[Selected text Boundary: Start]
A whole slew of apps have come to market to treat the mental disorders that seemingly accompany living in the modern world. There are companies that facilitate matching with therapists, companies that provide mental wellness tools in the form of cognitive behavioral therapies, billion-dollar companies that offer mindfulness and meditation and companies that offer hypnotherapy.

The hypnotherapy sessions that Alex and his brother took gave them an idea. “Could we do this similar to meditation and bring this to market in a way that would be helpful?” Alex Naoumidis told me.

Meditation is a multi-million-dollar business, with apps like Calm and Headspace raking in millions of dollars in venture financing and giving them billions of dollars in perceived valuation.

Alex Naoumidis stresses that the app isn’t therapy — the company can’t pitch it that way under current regulations. “It’s more of a self-management tool,” he said. “Helping people with anxiety or [irritable bowel syndrome] to manage those symptoms at home to complement the work they’re doing.”
[Selected text Boundary: End]
[Records provided Boundary: Start]
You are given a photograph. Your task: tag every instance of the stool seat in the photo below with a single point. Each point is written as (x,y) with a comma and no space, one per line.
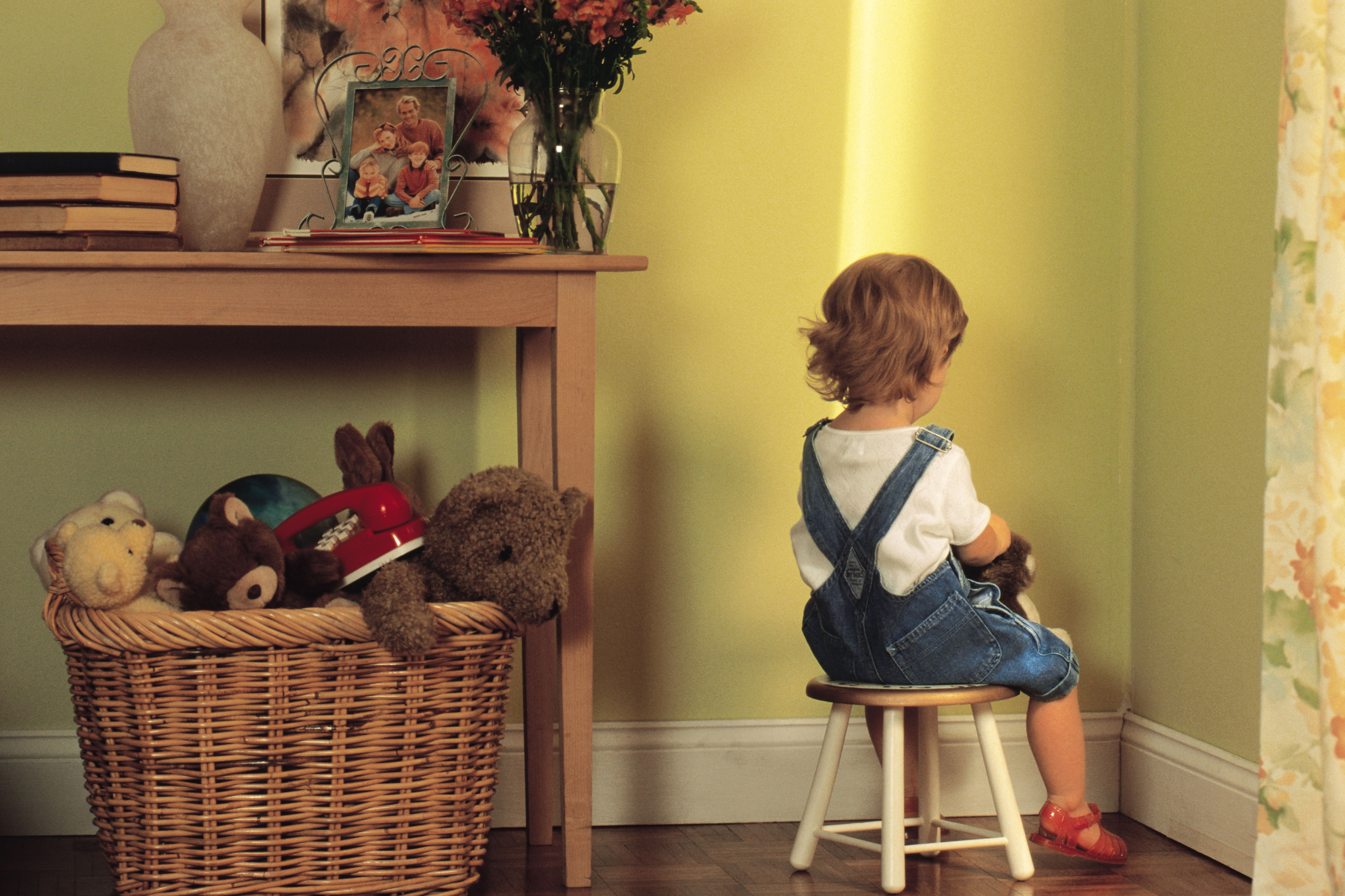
(864,695)
(923,703)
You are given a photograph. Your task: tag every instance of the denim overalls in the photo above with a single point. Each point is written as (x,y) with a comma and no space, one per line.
(948,631)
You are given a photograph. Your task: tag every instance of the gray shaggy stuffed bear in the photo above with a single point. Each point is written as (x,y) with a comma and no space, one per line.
(501,535)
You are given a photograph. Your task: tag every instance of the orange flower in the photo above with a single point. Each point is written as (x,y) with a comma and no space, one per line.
(1304,571)
(662,12)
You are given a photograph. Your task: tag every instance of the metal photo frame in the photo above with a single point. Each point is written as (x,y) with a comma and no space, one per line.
(377,155)
(307,37)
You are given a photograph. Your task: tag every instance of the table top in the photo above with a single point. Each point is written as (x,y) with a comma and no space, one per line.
(290,290)
(315,261)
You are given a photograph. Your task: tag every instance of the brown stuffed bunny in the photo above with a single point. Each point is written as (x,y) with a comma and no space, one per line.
(502,536)
(1013,571)
(368,459)
(235,563)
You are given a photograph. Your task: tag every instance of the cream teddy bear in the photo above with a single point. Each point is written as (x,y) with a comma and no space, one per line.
(112,510)
(104,566)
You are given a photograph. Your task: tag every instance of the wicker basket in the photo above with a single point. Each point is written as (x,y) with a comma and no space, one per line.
(282,751)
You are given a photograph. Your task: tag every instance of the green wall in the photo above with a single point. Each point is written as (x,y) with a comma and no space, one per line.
(1207,198)
(1013,167)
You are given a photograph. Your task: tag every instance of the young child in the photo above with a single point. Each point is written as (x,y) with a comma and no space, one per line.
(889,516)
(417,182)
(369,193)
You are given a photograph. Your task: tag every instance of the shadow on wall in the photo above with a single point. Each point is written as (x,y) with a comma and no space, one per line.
(633,575)
(179,411)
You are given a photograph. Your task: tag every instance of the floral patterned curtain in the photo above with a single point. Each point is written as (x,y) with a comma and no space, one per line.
(1301,820)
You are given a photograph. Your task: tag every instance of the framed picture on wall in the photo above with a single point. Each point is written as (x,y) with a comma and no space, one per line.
(306,37)
(393,167)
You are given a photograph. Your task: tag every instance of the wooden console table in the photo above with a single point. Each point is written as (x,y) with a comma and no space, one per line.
(549,299)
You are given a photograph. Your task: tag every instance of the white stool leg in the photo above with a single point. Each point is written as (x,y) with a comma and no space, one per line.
(1007,805)
(820,796)
(893,801)
(930,800)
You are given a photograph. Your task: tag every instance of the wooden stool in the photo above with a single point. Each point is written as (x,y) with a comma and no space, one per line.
(893,848)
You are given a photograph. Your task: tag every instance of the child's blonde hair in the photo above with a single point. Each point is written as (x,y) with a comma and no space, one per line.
(887,323)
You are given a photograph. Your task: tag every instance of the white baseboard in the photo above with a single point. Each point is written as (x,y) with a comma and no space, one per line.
(1191,792)
(647,773)
(717,773)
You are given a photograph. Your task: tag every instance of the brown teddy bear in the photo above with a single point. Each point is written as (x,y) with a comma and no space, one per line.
(501,535)
(1013,571)
(235,563)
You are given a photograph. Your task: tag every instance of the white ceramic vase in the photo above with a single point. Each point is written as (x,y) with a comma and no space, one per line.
(206,91)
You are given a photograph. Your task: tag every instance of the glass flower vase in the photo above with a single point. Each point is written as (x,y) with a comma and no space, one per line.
(564,166)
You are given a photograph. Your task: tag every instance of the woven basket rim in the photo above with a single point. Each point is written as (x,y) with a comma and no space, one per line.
(118,631)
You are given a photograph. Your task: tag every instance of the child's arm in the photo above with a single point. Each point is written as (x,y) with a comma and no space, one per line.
(992,543)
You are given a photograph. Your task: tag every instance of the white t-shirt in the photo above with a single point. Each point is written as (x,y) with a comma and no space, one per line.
(942,510)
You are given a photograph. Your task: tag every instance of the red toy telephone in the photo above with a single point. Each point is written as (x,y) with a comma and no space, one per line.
(380,529)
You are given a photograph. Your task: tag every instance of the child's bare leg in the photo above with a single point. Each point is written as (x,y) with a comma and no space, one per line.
(1056,736)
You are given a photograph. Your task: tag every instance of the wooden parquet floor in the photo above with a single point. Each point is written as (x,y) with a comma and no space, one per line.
(725,860)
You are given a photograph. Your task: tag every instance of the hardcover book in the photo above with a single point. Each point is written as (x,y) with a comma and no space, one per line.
(88,163)
(82,187)
(56,218)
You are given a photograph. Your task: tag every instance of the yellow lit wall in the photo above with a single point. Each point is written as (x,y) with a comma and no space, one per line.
(763,153)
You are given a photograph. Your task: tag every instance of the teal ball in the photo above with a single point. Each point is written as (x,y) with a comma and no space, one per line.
(271,498)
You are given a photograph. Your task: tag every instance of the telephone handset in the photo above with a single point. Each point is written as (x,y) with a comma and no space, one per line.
(380,529)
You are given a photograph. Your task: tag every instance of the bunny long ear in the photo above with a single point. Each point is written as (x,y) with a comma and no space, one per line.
(381,443)
(360,466)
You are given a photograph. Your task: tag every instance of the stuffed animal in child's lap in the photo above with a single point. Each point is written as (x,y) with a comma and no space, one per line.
(1012,572)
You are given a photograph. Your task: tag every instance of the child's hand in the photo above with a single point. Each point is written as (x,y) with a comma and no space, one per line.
(992,543)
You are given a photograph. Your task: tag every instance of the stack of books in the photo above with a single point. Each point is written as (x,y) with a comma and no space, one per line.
(88,201)
(420,241)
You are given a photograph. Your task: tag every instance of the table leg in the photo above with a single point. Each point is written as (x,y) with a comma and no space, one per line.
(536,454)
(576,360)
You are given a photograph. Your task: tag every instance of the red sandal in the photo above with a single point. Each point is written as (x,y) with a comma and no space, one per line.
(1109,848)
[Records provided Boundary: End]
**Task list:**
1. Retype the section of the mental health apps text that begins with the words containing "Meditation is a" and ends with "in perceived valuation.".
2. In the mental health apps text, what does Alex Naoumidis call the app instead of therapy?
3. According to the mental health apps text, why doesn't the company present its app as therapy?

**Expected results:**
1.
Meditation is a multi-million-dollar business, with apps like Calm and Headspace raking in millions of dollars in venture financing and giving them billions of dollars in perceived valuation.

2. A self-management tool.

3. Current regulations don't allow the company to pitch the app as therapy. Instead, it is offered as a self-management tool that helps people manage symptoms of anxiety or irritable bowel syndrome at home.